Lesetext |
┌────────

Rückzug / 603

Produktionen aus Syrien und Palästina im Rahmen von »Lila Risiko Schachmatt«

Premiere am 24. November 2011
Rückzug – von Mohammad Al Attar

Mohammad Al Attar stellt in Damaskus zwei Verliebte gegenüber: die jungen Journalisten streiten, wie man leben und lieben kann in einem System von Korruption und Verstellung. Der große Knall kommt, das ist klar, aber wer fängt an? Zurückgezogen von der Stadt, trifft ihr Drang nach Ruhe auf seinen nach Veränderung. Also bleiben oder gehen? Vielleicht nach Berlin?

»Nour: Hier kannst du in aller Ruhe schreiben. Und nachts ist der Ausblick sehr schön. Du kannst die Lichter von halb Damaskus sehen.

Ahmad: Du hast Recht. Die Stadt ist dann schöner. Nachts versteckt Damaskus seine Macken. Aber der Vermieter hat uns übers Ohr gehauen. Die Schule nebenan hat er wohlweislich verschwiegen. Heute Früh hab ich das entdeckt. Die Schulkinder haben immer wieder eine Parole wiederholt und die Rektorin hat sie angeschrien. Ich bin mir sicher, dass sie nichts von dem, was sie da aufsagen mussten, verstanden haben.

Nour: Ich liebe dich.«

 

Pressestimmen: 

»Ein subtiler Text über eine bleiern stillstehende Zeit (in Damaskus).«
(von Doris Meierhenrich, Berliner Zeitung, 11/2011)

»Autor Mohammed Al Attar portraitiert eine gebildete junge Mittelschicht, die sich Fluchten schafft, statt auf die Straße zu gehen. Ein Phlegma, das aus der Perspektive der Gegenwart nahezu provozierend wirkt. […] Eine intime, intensiv gespielte Inszenierung im öffentlichen Raum einer Neuköllner Orientbar – das geht gut auf.« (von Patrick Wildermann, Tagesspiegel, 11/2011)

└────────

Aufgabenstellung | Schreiben Sie aus dem Text über das Stück »Rückzug« die Stelle zwischen „Mohammad Al Attar stellt“ und „halb Damaskus sehen.“ einschließlich dieser beiden Wortfolgen wortgetreu ab.

Einträge |
┌────────

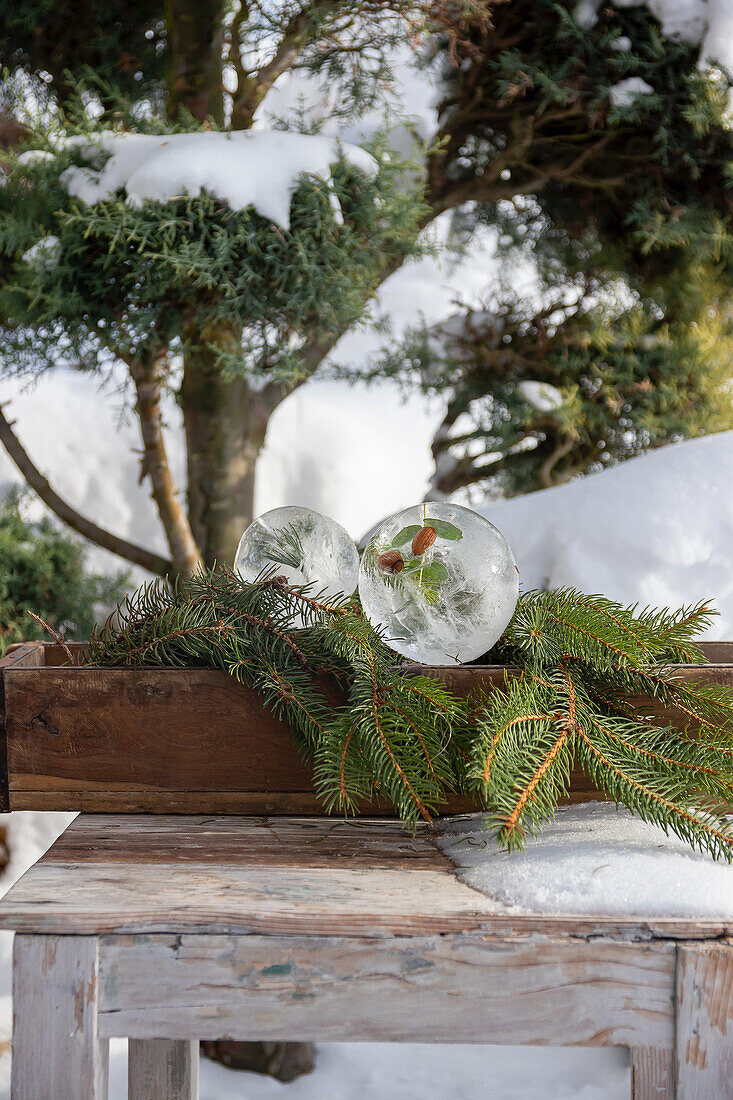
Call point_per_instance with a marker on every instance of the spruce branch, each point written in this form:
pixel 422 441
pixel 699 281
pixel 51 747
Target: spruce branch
pixel 583 678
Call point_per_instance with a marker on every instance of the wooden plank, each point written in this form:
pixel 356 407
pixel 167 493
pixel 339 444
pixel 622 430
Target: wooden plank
pixel 162 1069
pixel 28 655
pixel 320 876
pixel 148 728
pixel 704 1021
pixel 183 740
pixel 653 1074
pixel 57 1051
pixel 424 989
pixel 245 842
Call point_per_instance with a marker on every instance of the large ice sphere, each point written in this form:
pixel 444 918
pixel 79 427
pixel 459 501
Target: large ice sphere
pixel 440 581
pixel 303 546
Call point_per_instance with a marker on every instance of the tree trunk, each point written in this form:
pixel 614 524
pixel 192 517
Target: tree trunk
pixel 226 422
pixel 195 42
pixel 148 375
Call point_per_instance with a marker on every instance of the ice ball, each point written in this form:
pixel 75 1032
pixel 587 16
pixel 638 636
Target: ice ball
pixel 303 546
pixel 440 581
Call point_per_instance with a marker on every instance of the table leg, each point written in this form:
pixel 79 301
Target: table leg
pixel 162 1069
pixel 704 1021
pixel 56 1047
pixel 653 1074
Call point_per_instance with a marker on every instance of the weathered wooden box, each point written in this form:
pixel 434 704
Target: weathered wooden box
pixel 177 740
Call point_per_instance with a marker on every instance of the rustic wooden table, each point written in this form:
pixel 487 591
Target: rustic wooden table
pixel 171 928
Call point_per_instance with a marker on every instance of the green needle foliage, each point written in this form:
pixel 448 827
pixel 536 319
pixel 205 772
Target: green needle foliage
pixel 43 570
pixel 590 670
pixel 582 677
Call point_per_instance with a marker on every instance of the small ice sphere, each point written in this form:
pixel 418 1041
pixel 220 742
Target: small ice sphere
pixel 440 581
pixel 303 546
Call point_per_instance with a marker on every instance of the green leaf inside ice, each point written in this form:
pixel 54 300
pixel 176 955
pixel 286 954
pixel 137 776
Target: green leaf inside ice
pixel 435 572
pixel 406 535
pixel 444 529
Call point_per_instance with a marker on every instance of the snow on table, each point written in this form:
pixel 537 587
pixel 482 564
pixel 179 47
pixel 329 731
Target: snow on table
pixel 347 1070
pixel 591 859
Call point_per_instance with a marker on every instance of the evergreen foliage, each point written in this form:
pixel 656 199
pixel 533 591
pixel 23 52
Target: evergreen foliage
pixel 373 730
pixel 627 384
pixel 135 281
pixel 42 570
pixel 625 211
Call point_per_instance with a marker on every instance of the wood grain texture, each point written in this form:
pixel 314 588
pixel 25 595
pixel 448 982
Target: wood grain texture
pixel 422 989
pixel 57 1052
pixel 163 1069
pixel 286 876
pixel 704 1022
pixel 179 740
pixel 653 1074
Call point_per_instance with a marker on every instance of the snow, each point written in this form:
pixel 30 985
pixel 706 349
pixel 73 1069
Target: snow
pixel 259 168
pixel 409 112
pixel 592 859
pixel 345 1070
pixel 625 91
pixel 35 156
pixel 44 253
pixel 656 529
pixel 707 23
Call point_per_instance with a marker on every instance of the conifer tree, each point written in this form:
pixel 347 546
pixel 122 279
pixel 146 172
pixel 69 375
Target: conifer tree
pixel 547 132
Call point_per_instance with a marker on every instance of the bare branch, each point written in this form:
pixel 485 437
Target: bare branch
pixel 78 523
pixel 148 375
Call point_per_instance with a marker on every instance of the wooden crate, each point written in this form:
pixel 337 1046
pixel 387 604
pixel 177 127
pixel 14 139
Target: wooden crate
pixel 178 740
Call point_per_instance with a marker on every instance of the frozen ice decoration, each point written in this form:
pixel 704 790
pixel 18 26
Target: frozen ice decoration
pixel 303 546
pixel 440 581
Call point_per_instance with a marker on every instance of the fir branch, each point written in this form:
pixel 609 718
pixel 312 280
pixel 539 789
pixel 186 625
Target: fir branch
pixel 581 668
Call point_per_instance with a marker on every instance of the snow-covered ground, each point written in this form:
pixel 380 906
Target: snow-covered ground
pixel 657 530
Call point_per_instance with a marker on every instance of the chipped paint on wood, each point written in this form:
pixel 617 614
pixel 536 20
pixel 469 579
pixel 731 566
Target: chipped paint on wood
pixel 55 1003
pixel 390 988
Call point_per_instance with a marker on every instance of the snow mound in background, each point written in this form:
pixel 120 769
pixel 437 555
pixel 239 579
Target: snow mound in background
pixel 707 23
pixel 260 168
pixel 592 859
pixel 657 529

└────────

Übungsergebnis |
Mohammad Al Attar stellt in Damaskus zwei Verliebte gegenüber: die jungen Journalisten streiten, wie man leben und lieben kann in einem System von Korruption und Verstellung. Der große Knall kommt, das ist klar, aber wer fängt an? Zurückgezogen von der Stadt, trifft ihr Drang nach Ruhe auf seinen nach Veränderung. Also bleiben oder gehen? Vielleicht nach Berlin?

»Nour: Hier kannst du in aller Ruhe schreiben. Und nachts ist der Ausblick sehr schön. Du kannst die Lichter von halb Damaskus sehen.